Please display each line of the data below that contains the string "road". The match is case-sensitive.
━━ Input
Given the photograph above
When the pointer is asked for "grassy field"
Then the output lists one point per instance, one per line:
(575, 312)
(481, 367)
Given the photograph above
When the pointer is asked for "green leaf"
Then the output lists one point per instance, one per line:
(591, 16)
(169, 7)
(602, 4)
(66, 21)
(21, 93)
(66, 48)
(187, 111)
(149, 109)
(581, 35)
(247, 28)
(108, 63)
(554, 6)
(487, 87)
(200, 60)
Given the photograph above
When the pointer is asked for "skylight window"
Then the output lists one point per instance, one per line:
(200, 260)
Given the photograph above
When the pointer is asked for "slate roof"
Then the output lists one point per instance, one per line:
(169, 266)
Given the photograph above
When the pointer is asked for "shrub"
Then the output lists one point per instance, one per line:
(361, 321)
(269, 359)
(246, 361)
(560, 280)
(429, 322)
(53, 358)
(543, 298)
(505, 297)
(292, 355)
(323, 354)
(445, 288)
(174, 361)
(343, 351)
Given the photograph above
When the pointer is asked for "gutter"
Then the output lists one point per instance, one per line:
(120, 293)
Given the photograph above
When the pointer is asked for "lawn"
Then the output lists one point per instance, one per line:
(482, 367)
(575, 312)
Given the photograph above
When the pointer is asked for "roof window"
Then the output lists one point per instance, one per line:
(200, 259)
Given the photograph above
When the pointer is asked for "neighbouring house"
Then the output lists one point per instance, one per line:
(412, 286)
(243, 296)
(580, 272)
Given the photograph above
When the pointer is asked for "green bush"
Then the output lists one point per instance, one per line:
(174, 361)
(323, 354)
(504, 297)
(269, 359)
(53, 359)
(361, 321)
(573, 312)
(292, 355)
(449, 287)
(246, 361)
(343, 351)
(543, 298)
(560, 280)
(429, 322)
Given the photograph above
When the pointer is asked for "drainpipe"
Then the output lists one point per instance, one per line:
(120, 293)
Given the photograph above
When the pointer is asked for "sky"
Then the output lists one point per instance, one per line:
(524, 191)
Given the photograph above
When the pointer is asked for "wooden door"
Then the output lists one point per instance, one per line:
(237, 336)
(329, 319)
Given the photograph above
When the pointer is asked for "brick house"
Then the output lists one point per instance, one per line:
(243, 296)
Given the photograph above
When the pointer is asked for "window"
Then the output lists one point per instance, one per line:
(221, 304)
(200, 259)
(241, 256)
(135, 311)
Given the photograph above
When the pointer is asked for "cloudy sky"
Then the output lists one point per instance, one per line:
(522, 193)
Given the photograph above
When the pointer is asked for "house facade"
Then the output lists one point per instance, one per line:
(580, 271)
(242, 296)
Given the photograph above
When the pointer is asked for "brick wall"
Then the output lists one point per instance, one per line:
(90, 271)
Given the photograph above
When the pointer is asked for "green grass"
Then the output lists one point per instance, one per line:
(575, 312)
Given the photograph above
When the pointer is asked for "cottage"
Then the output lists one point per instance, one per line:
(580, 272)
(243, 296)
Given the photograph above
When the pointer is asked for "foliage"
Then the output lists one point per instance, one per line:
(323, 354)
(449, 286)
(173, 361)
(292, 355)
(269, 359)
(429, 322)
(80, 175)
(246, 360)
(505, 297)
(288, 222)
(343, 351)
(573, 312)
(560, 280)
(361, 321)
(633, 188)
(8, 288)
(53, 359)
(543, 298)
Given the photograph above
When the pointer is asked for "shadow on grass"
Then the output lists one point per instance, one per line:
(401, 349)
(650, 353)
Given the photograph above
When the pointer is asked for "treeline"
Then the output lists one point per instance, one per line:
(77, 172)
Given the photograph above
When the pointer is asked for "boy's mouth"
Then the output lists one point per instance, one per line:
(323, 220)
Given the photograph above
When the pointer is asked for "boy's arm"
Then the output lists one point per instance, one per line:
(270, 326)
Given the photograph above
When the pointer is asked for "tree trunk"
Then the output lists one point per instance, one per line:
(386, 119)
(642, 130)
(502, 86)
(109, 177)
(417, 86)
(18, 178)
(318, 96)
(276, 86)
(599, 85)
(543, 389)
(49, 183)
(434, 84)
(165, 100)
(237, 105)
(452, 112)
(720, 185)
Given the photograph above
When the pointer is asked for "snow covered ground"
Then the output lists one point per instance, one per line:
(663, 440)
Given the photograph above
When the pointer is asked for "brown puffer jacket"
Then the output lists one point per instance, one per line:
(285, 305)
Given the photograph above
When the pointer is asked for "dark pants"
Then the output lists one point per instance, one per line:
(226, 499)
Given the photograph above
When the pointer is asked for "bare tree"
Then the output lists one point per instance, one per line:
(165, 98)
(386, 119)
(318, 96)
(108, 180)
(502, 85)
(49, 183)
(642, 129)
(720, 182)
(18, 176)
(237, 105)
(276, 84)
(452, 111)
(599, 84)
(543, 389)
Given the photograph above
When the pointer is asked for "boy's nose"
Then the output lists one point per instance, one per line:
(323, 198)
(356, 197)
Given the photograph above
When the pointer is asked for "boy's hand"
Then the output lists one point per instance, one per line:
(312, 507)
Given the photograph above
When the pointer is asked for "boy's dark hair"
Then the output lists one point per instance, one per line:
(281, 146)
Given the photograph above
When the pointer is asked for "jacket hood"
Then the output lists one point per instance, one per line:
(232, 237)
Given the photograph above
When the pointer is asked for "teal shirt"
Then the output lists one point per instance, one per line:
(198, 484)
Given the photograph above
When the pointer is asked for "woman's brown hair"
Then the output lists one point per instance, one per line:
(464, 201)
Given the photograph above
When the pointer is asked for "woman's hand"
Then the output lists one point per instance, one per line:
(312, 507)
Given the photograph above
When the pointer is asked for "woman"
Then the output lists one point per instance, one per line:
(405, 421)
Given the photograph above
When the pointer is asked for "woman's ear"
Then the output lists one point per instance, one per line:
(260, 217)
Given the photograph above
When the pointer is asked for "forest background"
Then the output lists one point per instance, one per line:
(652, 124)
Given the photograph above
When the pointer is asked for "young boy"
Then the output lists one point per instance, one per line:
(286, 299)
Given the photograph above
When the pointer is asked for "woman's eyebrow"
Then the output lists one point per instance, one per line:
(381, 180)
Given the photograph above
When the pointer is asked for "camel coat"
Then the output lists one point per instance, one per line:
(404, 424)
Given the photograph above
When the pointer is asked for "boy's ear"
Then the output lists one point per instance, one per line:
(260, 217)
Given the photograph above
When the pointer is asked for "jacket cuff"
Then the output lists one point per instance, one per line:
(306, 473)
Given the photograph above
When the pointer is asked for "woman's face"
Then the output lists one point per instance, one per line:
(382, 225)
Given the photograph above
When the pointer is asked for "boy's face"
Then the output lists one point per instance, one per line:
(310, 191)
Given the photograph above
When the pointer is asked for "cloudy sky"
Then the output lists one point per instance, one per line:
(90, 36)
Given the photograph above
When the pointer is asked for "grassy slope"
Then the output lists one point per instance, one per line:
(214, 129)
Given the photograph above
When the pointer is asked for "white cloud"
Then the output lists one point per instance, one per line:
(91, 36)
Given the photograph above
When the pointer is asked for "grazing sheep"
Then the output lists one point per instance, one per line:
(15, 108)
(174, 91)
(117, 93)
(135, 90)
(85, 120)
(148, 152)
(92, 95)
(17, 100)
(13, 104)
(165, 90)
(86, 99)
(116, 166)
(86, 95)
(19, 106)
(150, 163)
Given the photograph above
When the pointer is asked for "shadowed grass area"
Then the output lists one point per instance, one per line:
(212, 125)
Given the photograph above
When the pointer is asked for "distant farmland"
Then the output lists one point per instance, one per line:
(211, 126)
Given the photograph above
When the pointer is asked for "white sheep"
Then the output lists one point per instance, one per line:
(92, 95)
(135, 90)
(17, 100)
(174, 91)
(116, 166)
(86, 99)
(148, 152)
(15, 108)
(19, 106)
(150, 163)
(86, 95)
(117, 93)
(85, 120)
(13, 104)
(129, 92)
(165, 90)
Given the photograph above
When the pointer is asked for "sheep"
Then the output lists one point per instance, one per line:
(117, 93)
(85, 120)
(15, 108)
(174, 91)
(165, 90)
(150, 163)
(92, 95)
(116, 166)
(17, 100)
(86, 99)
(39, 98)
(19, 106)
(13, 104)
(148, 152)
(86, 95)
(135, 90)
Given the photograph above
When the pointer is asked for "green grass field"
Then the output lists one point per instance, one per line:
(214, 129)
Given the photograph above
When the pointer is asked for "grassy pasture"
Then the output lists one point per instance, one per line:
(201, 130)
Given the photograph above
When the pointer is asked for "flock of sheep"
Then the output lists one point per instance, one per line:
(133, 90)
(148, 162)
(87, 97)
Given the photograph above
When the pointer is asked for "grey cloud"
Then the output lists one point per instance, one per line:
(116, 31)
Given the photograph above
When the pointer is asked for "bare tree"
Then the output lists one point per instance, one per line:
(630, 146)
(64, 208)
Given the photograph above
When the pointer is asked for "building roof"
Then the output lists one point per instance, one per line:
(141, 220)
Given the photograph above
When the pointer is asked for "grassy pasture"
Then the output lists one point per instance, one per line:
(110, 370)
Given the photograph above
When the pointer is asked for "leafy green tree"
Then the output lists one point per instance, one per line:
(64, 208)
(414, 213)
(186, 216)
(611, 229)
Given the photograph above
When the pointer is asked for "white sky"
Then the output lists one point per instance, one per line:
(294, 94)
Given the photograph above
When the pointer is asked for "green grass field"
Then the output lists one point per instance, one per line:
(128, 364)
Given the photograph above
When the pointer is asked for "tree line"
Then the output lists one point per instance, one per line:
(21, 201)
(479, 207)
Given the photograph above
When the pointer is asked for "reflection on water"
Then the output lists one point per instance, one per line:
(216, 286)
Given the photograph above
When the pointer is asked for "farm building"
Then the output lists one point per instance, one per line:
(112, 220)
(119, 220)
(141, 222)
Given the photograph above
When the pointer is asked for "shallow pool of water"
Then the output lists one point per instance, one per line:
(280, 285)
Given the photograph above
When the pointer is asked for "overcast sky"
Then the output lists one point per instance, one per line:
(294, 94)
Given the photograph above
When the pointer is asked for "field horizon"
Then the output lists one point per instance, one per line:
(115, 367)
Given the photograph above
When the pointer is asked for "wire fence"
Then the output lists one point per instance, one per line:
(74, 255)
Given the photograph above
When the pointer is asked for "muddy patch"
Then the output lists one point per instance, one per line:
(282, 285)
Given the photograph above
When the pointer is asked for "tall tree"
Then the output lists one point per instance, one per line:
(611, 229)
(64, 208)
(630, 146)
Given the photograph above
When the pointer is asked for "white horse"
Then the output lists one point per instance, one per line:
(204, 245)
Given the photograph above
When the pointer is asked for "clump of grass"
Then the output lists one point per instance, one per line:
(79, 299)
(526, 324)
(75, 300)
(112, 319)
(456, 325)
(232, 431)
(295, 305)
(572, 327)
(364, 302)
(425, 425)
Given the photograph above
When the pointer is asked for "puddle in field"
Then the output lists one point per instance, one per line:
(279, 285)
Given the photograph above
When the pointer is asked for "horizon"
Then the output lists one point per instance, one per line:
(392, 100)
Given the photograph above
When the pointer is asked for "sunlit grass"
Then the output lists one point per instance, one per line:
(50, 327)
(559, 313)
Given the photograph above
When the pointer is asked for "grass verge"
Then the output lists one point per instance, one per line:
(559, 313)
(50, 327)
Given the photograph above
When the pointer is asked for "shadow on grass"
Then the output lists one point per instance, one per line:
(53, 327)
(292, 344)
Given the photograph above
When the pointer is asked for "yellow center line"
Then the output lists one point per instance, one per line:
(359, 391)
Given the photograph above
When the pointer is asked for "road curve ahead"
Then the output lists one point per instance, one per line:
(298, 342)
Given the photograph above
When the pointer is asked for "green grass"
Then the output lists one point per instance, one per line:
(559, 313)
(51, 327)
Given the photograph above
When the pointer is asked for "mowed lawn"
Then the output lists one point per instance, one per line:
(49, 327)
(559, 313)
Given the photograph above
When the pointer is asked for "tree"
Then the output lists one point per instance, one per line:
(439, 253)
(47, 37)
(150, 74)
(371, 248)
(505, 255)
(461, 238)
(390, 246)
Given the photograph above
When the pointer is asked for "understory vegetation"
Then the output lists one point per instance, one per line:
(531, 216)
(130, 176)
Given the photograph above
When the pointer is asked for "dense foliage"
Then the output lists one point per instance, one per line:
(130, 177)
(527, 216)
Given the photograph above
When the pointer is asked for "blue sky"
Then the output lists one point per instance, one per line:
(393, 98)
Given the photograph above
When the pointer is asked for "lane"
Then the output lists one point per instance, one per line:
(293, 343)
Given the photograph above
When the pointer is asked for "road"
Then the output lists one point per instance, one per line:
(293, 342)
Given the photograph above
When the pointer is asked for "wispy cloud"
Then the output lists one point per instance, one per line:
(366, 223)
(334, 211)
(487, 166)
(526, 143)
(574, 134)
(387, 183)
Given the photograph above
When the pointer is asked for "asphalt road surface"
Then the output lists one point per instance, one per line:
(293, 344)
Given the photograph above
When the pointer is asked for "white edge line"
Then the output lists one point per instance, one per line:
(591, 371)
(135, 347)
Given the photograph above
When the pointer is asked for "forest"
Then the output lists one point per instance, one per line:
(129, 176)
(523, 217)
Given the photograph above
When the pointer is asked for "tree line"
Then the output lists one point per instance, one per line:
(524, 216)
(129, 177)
━━━━
◆ Written answer
When the pointer is asked for "road curve ahead"
When the pointer is asked for "road"
When the pointer is asked for "asphalt road surface"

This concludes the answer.